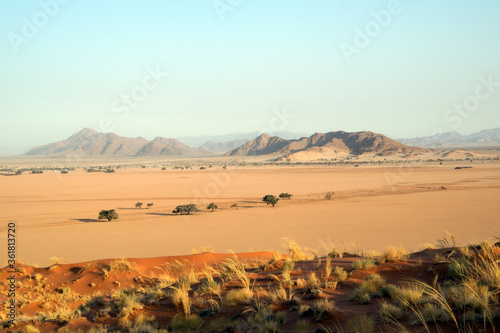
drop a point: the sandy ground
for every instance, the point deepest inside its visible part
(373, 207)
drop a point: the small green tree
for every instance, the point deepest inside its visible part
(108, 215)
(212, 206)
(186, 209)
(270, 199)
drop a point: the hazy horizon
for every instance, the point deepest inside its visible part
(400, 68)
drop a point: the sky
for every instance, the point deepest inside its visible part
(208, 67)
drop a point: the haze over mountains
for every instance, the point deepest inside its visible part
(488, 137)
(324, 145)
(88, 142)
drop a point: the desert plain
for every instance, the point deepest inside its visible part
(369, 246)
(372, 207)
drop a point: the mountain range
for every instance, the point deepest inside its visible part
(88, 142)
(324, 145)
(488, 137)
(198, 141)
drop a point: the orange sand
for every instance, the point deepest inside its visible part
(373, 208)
---
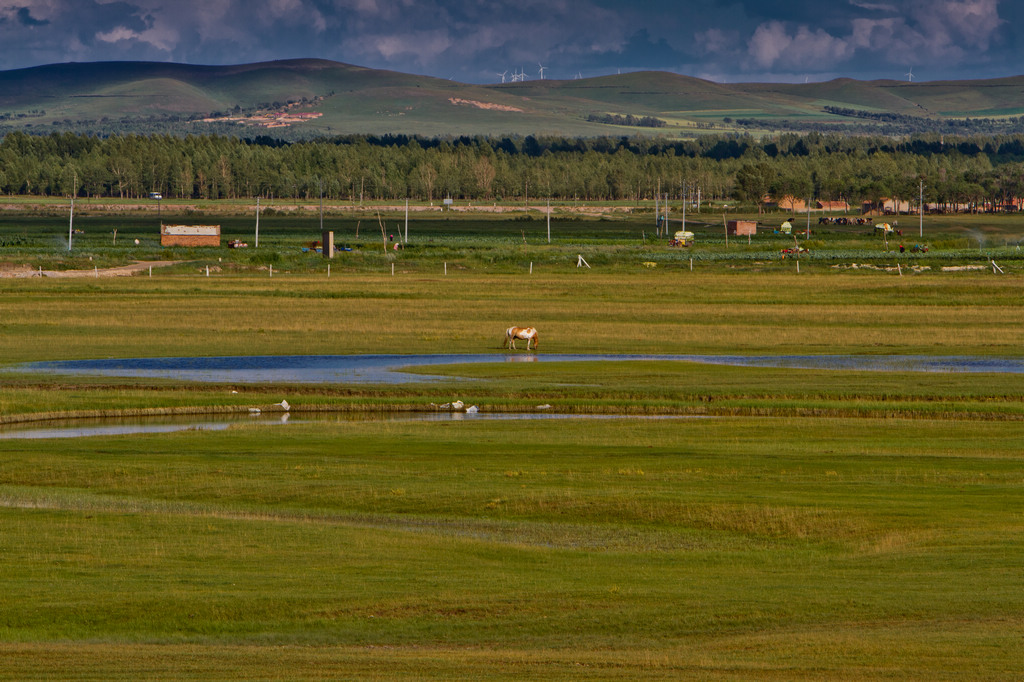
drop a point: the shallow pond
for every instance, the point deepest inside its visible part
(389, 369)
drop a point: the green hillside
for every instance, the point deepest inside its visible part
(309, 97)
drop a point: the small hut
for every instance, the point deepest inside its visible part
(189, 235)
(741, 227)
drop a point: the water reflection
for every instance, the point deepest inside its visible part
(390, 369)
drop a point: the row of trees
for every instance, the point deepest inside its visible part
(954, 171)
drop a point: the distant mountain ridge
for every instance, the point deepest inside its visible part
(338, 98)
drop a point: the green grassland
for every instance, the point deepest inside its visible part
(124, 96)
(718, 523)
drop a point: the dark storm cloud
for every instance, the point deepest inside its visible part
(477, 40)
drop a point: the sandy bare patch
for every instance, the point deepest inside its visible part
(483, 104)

■ Activity
Would you print exactly and only the lines of the material above that run from the line with "drop a point: the small hut" through the line with "drop a point: the green grassland", both included?

■ Finished exercise
drop a point: the small hut
for every instance, the point deepest inside its visible part
(189, 235)
(741, 227)
drop a point: the water reflection
for every instance, the point deepest inside its visible part
(390, 369)
drop a point: the row of trees
for every instance, the point deepest inside its visible part
(954, 171)
drop a point: the distant mountain ridge
for every instance, the point deepest inside its visible part
(338, 98)
drop a point: the green grassland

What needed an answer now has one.